-- THE PROBLEM --
Given the material below, output exactly the lines from the line with "pixel 74 82." to the line with "pixel 544 273.", both ends included, and no other lines.

-- INPUT RECORDS --
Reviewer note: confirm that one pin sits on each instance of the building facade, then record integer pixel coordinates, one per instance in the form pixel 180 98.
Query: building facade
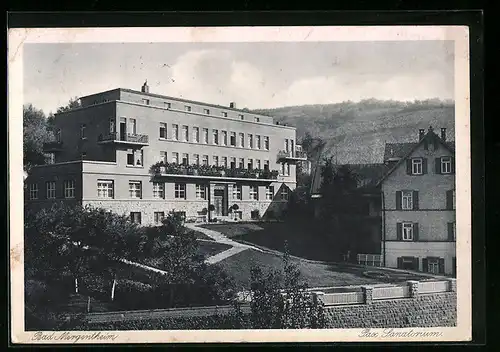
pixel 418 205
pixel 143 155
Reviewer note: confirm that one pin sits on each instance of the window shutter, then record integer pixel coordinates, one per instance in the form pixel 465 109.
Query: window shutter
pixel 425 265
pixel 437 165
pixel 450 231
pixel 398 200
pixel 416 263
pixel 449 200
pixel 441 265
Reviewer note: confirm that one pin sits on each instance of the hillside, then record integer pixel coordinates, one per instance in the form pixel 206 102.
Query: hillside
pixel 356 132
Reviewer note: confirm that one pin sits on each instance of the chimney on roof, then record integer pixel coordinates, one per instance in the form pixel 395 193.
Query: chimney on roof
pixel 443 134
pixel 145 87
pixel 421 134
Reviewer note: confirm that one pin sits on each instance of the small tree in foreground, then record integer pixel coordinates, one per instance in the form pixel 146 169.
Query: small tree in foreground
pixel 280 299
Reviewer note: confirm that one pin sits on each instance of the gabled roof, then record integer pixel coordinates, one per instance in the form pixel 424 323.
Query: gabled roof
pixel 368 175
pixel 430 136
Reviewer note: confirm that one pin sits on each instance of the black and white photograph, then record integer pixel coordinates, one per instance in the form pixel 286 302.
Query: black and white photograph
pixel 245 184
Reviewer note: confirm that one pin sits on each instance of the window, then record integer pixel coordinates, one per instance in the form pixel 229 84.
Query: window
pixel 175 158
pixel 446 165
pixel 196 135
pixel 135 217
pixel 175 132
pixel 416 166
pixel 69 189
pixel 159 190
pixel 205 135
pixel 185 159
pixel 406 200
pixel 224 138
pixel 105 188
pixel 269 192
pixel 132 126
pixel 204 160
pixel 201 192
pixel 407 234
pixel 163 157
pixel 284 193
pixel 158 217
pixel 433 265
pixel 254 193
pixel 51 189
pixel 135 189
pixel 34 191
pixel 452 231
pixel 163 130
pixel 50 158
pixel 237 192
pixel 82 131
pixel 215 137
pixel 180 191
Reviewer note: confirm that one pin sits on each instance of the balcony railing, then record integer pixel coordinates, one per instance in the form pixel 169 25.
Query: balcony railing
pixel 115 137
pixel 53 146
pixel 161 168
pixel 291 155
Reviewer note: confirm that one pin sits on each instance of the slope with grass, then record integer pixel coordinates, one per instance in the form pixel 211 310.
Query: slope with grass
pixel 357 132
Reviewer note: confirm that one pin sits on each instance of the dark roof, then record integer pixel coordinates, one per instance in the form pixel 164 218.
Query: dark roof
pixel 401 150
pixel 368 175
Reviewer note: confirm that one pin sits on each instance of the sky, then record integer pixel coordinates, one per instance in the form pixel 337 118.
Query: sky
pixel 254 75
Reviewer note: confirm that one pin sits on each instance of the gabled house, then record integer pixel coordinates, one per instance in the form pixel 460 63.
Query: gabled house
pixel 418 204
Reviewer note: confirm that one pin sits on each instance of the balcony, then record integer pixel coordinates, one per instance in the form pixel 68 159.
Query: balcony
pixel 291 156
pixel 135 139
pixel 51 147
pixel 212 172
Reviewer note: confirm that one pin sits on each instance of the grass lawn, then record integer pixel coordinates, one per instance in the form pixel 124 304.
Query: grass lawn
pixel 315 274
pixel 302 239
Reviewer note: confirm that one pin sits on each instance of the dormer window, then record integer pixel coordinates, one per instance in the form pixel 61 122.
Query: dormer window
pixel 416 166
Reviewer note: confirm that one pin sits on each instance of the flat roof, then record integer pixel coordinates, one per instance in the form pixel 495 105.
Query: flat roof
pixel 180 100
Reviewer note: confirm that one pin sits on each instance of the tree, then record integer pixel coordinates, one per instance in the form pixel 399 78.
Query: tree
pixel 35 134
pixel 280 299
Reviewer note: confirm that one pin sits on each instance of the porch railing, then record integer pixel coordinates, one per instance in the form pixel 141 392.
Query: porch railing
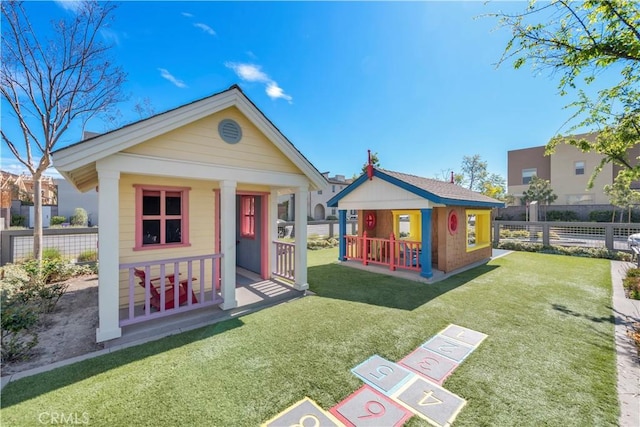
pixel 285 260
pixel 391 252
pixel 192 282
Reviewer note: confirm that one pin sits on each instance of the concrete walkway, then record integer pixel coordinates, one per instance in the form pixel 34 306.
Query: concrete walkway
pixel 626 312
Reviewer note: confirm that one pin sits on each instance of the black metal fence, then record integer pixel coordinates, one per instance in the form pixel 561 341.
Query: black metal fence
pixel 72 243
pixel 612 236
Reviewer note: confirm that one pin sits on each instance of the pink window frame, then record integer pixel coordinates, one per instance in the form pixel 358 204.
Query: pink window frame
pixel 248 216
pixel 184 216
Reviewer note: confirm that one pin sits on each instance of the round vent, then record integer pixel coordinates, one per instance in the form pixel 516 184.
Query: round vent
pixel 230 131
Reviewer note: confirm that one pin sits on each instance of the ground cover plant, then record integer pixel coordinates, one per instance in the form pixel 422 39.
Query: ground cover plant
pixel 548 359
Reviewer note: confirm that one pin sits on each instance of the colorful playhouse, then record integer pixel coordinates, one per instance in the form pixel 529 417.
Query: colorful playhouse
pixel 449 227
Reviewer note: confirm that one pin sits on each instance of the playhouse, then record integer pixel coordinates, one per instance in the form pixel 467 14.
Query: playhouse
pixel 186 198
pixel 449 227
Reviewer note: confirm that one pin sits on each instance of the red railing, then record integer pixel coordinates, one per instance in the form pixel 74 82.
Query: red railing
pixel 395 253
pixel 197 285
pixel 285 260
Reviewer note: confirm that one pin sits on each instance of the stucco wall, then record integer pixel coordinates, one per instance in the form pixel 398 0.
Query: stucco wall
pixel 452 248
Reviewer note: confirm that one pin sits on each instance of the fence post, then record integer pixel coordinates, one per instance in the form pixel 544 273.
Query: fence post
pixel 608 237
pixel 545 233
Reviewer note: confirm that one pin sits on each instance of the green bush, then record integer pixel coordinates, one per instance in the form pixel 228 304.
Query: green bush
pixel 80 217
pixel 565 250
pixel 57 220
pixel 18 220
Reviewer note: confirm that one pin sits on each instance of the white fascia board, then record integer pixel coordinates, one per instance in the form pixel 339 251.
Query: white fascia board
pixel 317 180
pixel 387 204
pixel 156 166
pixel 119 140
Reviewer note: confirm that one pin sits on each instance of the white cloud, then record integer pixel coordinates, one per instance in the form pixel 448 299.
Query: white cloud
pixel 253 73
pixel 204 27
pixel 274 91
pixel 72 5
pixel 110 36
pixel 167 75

--

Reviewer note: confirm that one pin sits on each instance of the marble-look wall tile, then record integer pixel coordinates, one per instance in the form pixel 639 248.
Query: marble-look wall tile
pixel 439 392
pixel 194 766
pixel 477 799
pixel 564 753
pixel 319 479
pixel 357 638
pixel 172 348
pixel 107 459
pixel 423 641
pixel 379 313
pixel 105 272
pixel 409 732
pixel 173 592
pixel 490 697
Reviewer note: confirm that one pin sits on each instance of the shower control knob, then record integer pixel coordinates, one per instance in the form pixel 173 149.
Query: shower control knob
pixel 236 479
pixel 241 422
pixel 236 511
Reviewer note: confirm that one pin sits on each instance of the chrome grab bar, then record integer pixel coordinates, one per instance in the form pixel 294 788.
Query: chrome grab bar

* * *

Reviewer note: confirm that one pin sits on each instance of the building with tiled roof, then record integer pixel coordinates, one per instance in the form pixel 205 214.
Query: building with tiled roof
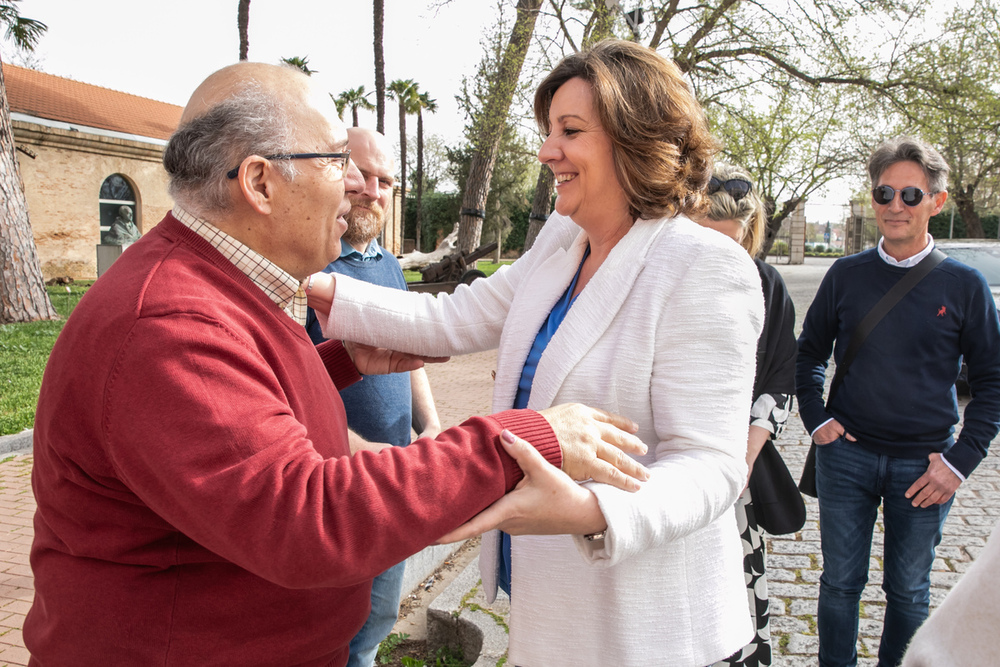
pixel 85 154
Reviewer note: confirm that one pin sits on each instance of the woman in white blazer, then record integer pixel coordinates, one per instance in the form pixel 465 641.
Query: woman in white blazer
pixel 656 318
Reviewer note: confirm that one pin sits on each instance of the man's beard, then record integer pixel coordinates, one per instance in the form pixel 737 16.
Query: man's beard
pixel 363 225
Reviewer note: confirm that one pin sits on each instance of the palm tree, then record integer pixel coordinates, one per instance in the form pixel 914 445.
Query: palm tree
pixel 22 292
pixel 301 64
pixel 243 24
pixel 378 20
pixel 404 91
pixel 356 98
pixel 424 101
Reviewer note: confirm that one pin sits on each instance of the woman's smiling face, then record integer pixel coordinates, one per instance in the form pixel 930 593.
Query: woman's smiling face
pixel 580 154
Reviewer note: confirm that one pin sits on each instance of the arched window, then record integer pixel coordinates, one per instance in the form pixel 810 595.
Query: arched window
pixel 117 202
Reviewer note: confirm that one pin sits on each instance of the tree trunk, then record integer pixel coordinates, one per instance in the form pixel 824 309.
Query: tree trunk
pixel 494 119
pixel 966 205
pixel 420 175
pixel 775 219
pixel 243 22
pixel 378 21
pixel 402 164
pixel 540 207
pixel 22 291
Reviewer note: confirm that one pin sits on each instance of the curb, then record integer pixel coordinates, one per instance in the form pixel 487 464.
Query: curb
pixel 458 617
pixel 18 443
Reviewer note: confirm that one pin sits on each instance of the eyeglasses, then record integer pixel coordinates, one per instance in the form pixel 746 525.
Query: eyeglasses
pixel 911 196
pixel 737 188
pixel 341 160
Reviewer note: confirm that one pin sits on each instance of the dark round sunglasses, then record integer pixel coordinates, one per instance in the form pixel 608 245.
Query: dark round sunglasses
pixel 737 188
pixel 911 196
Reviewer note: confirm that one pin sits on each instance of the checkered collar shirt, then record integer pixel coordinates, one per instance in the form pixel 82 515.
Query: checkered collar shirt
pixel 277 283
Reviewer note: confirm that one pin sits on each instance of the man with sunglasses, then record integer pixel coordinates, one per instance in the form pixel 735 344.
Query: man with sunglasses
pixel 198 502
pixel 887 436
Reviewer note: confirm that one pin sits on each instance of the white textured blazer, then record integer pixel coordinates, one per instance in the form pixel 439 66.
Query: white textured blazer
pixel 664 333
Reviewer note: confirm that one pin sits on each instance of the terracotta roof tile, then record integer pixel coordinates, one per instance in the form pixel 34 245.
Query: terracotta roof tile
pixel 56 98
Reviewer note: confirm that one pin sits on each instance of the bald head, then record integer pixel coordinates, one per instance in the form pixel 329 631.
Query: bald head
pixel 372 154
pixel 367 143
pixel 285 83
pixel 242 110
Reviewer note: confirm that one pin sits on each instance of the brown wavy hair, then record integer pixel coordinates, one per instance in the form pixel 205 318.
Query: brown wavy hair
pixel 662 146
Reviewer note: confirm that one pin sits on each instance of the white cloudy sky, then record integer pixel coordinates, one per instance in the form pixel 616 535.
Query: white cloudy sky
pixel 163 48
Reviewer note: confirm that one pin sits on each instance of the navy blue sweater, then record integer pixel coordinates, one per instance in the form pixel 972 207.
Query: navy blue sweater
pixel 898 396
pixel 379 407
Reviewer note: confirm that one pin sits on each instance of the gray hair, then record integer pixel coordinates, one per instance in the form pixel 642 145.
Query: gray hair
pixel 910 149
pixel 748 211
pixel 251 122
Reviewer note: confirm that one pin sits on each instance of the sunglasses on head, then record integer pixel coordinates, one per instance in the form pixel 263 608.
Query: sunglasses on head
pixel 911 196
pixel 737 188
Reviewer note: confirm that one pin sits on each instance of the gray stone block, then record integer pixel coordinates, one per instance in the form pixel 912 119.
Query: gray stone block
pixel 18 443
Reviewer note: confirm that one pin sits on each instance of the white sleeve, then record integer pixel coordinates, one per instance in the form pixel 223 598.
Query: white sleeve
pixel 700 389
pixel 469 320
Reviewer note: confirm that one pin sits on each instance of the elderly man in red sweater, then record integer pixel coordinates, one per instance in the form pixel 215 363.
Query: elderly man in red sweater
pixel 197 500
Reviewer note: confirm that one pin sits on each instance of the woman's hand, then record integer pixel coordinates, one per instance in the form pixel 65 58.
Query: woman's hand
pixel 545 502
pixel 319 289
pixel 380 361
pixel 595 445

-- SOLUTION --
Reviewer note: confirm that one pin sits on each instance of the red railing, then record integer pixel coordinates, one per instance in the form pixel 74 82.
Query: red railing
pixel 395 253
pixel 197 285
pixel 285 260
Reviewer note: confirm that one pin sits on each instance of the stucco wall, then record integer pixel coordinates, one per instance in the form pixel 398 0.
Query: stucco wall
pixel 452 248
Reviewer note: confirm that one pin sits on each instance of the fence post, then record integer pixel coordinates, one per instance in the form pixel 544 273.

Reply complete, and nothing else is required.